*Work request:*
Copy out the following abstract on medical therapy for fistulizing Crohn's disease in full, word for word.

Background Fistulas are a major complication of Crohn's disease (CD), but the treatment strategy for fistulizing Crohn's disease is controversial. The aim of this study is to analyze the efficacy of medical therapy for fistulizing Crohn's disease.
Methods Therapeutic regimens and clinical outcome of medical therapy were evaluated in 10 patients with fistulizing Crohn's disease (6 with external fistulas, 4 with internal fistulas). Complete response was defined as fistula closure with complete arrest of drainage in cases of external fistula, and disappearance of the fistula demonstrated by imaging studies in cases of internal fistula. Clinical remission was defined as a Crohn's disease activity index of less than 150 points.
Results Complete responses were observed in all 6 patients with external fistulas (4 patients treated with a combination of antibiotics and immunomodulators, and 2 also treated with infliximab). In contrast, fistula closure was observed in only 1 of 4 patients with internal fistulas. Clinical remission of CD was achieved in all patients with external fistulas, whereas there was no significant difference in the CD activity index before and after medical therapy in patients with internal fistulas.

*Raw data:*
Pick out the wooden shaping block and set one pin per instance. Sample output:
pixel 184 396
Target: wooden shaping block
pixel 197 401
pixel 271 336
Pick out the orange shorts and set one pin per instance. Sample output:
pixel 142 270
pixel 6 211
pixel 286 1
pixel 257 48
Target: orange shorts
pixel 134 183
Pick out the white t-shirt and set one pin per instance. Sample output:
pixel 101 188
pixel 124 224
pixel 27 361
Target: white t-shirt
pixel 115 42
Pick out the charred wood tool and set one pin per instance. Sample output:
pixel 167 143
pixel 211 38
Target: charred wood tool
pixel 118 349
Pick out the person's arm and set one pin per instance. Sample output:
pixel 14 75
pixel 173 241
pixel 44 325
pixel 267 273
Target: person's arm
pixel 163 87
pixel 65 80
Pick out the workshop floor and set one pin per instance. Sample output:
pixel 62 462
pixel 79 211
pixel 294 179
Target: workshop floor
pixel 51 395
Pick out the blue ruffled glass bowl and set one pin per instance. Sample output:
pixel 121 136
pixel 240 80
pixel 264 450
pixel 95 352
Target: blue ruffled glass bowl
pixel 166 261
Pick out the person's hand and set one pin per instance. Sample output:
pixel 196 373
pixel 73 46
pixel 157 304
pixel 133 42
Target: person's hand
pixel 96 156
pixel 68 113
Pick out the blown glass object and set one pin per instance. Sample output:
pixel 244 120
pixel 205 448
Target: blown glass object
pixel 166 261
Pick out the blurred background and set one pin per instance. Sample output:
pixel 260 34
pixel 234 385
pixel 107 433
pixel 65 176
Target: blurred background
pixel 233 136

*Written response:*
Background Fistulas are a major complication of Crohn's disease (CD), but the treatment strategy for fistulizing Crohn's disease is controversial. The aim of this study is to analyze the efficacy of medical therapy for fistulizing Crohn's disease.
Methods Therapeutic regimens and clinical outcome of medical therapy were evaluated in 10 patients with fistulizing Crohn's disease (6 with external fistulas, 4 with internal fistulas). Complete response was defined as fistula closure with complete arrest of drainage in cases of external fistula, and disappearance of the fistula demonstrated by imaging studies in cases of internal fistula. Clinical remission was defined as a Crohn's disease activity index of less than 150 points.
Results Complete responses were observed in all 6 patients with external fistulas (4 patients treated with a combination of antibiotics and immunomodulators, and 2 also treated with infliximab). In contrast, fistula closure was observed in only 1 of 4 patients with internal fistulas. Clinical remission of CD was achieved in all patients with external fistulas, whereas there was no significant difference in the CD activity index before and after medical therapy in patients with internal fistulas.